### DIRECTION:
Repeat exactly the lines from the one containing "of the backpack" through the last line of the records below, both included, and nothing else.

### STORED DATA:
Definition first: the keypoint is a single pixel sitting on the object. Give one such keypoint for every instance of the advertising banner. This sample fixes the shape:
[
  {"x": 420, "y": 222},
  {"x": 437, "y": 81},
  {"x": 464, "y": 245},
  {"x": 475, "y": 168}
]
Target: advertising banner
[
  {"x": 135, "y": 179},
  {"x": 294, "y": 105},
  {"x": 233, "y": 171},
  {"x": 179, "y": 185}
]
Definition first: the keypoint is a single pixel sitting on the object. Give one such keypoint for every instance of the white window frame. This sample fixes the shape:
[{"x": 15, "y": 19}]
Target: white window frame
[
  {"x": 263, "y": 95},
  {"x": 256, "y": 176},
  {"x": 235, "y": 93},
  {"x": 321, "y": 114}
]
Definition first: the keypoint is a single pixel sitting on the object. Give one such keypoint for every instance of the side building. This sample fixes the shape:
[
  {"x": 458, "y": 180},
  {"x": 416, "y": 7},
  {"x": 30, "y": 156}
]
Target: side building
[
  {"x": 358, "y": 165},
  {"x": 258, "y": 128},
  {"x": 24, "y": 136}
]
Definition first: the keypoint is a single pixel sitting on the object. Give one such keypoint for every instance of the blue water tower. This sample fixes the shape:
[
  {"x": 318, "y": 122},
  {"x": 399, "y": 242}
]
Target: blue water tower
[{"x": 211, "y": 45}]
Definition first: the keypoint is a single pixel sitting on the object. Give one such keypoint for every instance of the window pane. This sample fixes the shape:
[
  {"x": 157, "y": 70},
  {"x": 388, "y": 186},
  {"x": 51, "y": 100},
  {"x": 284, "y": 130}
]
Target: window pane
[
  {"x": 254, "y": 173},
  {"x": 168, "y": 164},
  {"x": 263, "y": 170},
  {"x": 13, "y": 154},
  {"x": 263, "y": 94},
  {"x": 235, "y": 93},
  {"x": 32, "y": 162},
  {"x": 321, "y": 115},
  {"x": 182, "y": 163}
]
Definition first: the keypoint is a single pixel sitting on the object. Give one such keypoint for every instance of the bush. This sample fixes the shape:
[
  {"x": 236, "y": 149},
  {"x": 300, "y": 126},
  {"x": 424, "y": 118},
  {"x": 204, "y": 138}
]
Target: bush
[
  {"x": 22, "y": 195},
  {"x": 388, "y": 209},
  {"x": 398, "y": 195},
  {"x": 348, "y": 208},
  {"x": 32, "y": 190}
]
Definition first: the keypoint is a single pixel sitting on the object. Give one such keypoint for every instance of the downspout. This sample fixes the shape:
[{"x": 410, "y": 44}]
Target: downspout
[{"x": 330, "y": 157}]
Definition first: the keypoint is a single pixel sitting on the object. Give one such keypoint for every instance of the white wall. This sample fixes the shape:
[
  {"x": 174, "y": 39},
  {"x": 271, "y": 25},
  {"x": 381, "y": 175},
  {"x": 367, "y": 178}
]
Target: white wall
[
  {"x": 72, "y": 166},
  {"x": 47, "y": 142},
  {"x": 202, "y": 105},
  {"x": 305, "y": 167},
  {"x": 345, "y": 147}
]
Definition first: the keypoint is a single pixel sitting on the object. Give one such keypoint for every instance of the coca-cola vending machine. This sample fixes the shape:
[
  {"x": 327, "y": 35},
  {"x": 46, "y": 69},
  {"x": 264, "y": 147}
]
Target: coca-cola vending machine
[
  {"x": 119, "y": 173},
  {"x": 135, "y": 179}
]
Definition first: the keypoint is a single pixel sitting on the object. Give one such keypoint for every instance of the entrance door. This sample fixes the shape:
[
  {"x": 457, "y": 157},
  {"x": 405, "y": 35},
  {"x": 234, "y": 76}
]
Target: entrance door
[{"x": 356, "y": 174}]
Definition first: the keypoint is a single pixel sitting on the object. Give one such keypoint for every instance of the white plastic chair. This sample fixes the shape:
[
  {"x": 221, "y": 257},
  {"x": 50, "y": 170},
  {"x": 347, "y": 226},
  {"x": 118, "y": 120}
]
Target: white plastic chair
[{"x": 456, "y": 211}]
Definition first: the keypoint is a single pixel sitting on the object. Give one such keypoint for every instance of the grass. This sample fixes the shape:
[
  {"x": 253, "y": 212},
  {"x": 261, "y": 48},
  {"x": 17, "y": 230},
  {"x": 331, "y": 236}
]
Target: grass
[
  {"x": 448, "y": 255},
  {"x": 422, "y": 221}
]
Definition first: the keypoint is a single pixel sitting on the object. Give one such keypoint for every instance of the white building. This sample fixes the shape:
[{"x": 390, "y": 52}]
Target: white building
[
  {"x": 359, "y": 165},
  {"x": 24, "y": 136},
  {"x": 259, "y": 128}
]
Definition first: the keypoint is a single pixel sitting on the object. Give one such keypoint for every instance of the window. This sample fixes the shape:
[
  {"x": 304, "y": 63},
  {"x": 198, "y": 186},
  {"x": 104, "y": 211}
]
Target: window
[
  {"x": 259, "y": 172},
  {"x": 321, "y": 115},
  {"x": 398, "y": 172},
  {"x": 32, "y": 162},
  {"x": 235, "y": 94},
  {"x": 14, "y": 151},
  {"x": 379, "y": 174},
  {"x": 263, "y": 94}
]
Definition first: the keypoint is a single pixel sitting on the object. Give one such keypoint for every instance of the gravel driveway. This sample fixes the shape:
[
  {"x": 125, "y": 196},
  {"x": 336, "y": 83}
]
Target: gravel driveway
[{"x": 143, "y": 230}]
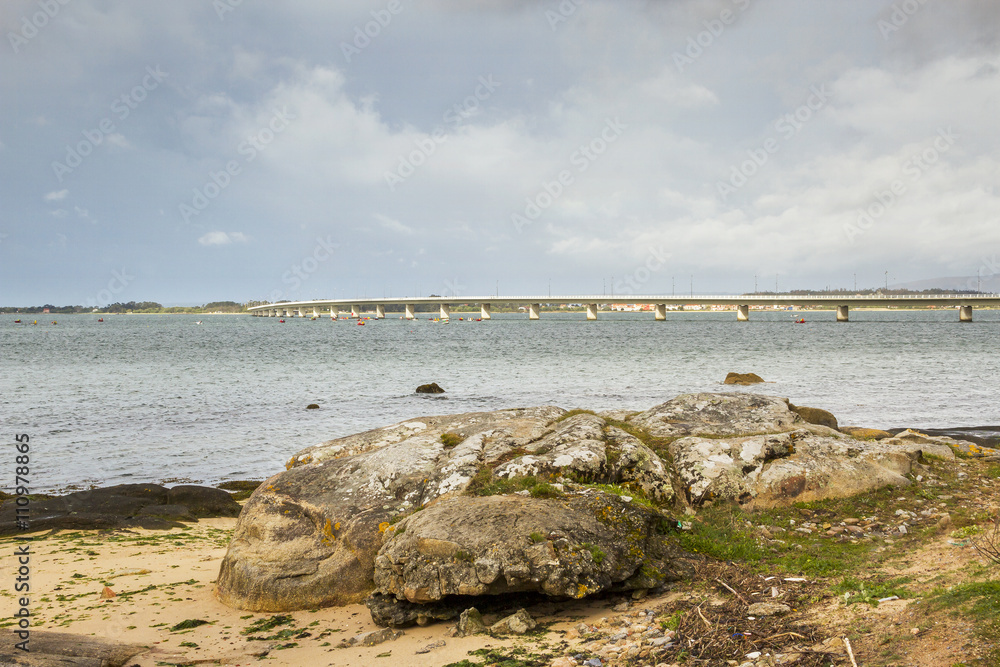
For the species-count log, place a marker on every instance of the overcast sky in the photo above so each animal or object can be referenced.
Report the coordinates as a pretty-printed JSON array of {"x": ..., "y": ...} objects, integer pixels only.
[{"x": 192, "y": 150}]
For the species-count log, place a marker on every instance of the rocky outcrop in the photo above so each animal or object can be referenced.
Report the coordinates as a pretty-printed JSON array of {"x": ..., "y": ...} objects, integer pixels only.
[
  {"x": 815, "y": 416},
  {"x": 434, "y": 513},
  {"x": 718, "y": 415},
  {"x": 587, "y": 543},
  {"x": 124, "y": 505},
  {"x": 742, "y": 378},
  {"x": 797, "y": 466},
  {"x": 308, "y": 537}
]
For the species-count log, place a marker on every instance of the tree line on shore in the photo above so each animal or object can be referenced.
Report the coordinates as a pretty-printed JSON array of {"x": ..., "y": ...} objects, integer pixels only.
[{"x": 131, "y": 307}]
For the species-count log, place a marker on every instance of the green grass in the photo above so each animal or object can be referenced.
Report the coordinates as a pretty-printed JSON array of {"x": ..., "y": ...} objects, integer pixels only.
[
  {"x": 595, "y": 552},
  {"x": 869, "y": 592},
  {"x": 573, "y": 413},
  {"x": 264, "y": 624}
]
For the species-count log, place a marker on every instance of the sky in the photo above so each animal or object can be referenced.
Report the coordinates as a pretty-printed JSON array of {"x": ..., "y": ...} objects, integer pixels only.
[{"x": 202, "y": 150}]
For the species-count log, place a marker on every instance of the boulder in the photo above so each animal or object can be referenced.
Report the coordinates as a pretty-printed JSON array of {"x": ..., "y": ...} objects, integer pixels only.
[
  {"x": 307, "y": 537},
  {"x": 784, "y": 468},
  {"x": 325, "y": 518},
  {"x": 940, "y": 446},
  {"x": 742, "y": 378},
  {"x": 815, "y": 416},
  {"x": 571, "y": 548},
  {"x": 724, "y": 414}
]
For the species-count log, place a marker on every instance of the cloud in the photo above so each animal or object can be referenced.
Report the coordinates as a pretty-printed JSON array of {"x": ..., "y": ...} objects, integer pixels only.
[
  {"x": 393, "y": 225},
  {"x": 222, "y": 238}
]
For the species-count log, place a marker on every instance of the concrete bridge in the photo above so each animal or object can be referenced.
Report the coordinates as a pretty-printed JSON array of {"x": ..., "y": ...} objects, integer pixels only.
[{"x": 963, "y": 303}]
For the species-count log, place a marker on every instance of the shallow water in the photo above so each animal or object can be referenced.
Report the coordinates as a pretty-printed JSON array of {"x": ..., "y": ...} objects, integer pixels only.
[{"x": 157, "y": 397}]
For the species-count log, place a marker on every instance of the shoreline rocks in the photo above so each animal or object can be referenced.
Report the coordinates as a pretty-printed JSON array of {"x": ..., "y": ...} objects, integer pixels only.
[
  {"x": 122, "y": 506},
  {"x": 424, "y": 517}
]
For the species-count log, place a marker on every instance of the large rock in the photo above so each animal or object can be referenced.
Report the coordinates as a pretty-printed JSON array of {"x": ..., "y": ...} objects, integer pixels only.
[
  {"x": 815, "y": 415},
  {"x": 122, "y": 506},
  {"x": 308, "y": 537},
  {"x": 570, "y": 548},
  {"x": 725, "y": 414},
  {"x": 783, "y": 468}
]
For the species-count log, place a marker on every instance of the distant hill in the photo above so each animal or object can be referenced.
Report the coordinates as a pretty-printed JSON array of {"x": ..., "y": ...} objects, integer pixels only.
[{"x": 989, "y": 283}]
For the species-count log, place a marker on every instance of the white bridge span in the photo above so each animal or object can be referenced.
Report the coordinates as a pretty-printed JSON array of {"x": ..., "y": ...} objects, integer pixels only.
[{"x": 964, "y": 303}]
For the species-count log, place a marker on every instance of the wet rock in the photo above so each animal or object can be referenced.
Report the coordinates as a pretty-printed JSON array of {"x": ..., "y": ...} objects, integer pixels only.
[
  {"x": 470, "y": 622},
  {"x": 742, "y": 378},
  {"x": 203, "y": 500},
  {"x": 768, "y": 609},
  {"x": 517, "y": 623},
  {"x": 815, "y": 416},
  {"x": 121, "y": 506},
  {"x": 482, "y": 546},
  {"x": 718, "y": 415},
  {"x": 176, "y": 512}
]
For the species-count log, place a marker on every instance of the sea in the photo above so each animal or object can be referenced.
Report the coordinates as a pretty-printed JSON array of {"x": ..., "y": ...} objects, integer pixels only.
[{"x": 211, "y": 398}]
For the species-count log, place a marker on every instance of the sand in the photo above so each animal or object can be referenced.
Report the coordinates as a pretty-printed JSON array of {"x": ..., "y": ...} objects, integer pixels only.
[{"x": 162, "y": 578}]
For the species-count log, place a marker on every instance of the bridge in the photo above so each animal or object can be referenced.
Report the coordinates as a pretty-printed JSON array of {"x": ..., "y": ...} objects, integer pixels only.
[{"x": 964, "y": 304}]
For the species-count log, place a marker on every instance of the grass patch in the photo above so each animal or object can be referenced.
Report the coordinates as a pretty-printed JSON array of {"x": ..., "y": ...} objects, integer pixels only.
[
  {"x": 188, "y": 624},
  {"x": 573, "y": 413},
  {"x": 854, "y": 591},
  {"x": 595, "y": 552}
]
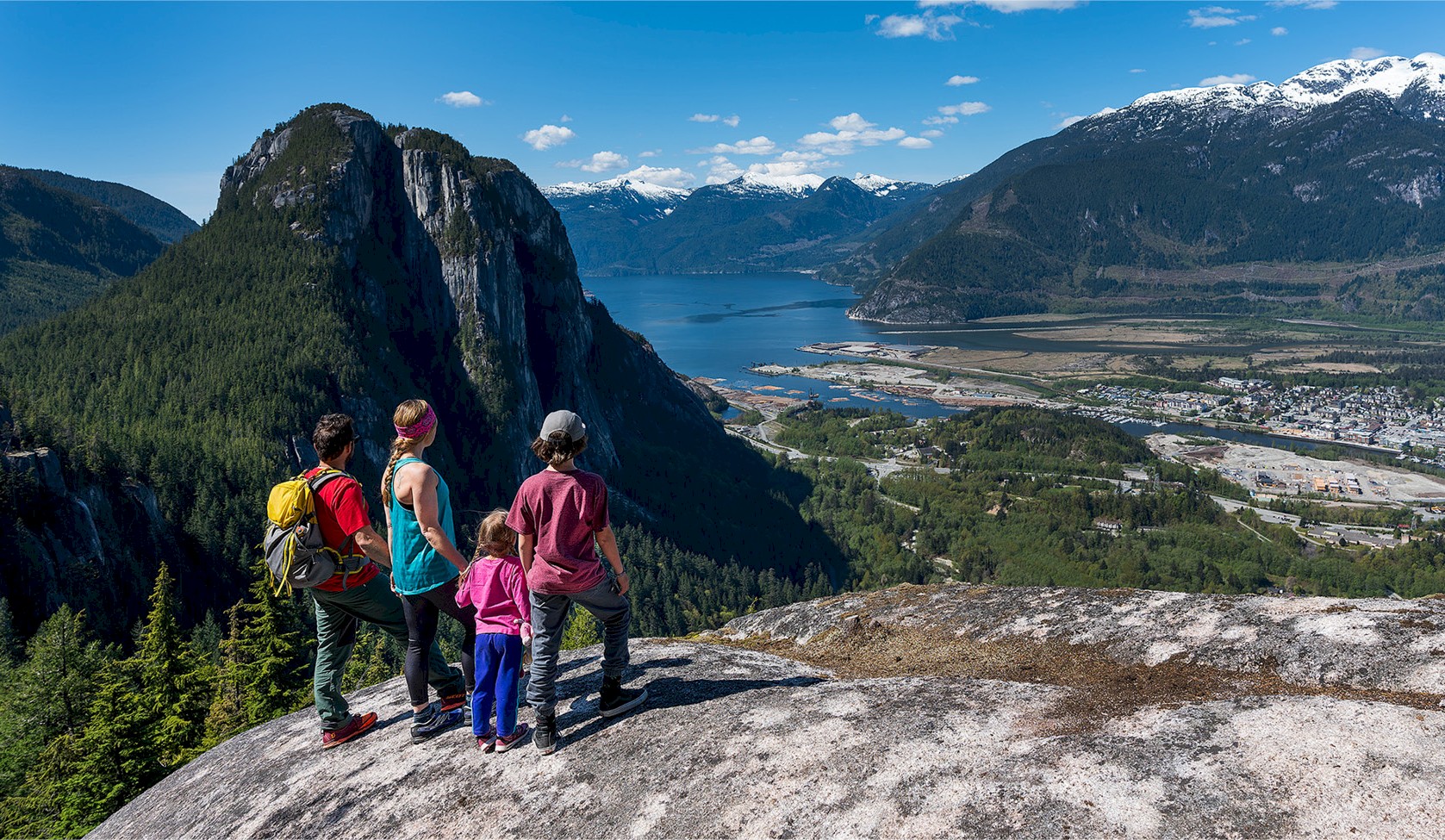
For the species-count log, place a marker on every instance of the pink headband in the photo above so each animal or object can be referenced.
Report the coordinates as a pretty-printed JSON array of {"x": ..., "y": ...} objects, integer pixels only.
[{"x": 420, "y": 428}]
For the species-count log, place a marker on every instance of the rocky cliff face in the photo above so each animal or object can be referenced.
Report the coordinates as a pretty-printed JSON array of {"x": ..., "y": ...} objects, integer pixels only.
[
  {"x": 464, "y": 262},
  {"x": 913, "y": 712},
  {"x": 91, "y": 545}
]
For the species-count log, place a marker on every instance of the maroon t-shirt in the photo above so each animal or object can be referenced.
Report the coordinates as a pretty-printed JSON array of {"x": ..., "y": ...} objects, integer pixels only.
[
  {"x": 341, "y": 511},
  {"x": 563, "y": 511}
]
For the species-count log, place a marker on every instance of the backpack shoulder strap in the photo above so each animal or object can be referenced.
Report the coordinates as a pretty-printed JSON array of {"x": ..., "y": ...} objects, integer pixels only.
[{"x": 324, "y": 477}]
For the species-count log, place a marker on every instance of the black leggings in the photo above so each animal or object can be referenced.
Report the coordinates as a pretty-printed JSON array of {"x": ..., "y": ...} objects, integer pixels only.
[{"x": 420, "y": 631}]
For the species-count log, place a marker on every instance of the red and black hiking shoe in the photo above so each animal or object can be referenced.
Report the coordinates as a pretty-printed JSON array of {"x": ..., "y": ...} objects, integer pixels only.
[{"x": 353, "y": 727}]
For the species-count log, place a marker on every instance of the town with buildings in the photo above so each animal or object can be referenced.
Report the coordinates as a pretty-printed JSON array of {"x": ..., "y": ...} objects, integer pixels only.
[{"x": 1382, "y": 418}]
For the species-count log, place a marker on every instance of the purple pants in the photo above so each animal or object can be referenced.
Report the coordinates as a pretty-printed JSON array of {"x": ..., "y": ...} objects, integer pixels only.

### CORRECT RESPONSE:
For the species-count log, place a marker on every instance of the backpack shoulder strap in the photo above so each animal or object can be referenced.
Report the coordinates as a pretty-printed JSON array of {"x": ..., "y": ...} objects, integer pixels only.
[{"x": 324, "y": 477}]
For the species-count log, place a marker on every instance of the black leggings in the photo above so each animal or object can be referenced.
Report the coordinates as a pretty-printed JSON array of {"x": ..., "y": ...} objects, integer pixels only.
[{"x": 420, "y": 631}]
For the species-count log, place a marker on every instance of the red and black hiking shoe in the photo above so each animal or object can be referenced.
Report the coordinates as a pretty-printed JSON array of {"x": ..., "y": ...} objects, integer pixels only.
[{"x": 353, "y": 727}]
For the species-count log, place a marker on every instance of the town with buildings in the photo above so each animal or object can be referenced.
Report the coordinates as a pretty-printed JSON array of {"x": ..., "y": ...} objects, integer pixels only.
[{"x": 1382, "y": 418}]
For the species-count log, place a marker on every instance of the purple pants in the photo above so each animal or object can be referenced.
Report the coordinates as a pretty-printed JSON array of {"x": ..., "y": ...} objects, integer pixels only.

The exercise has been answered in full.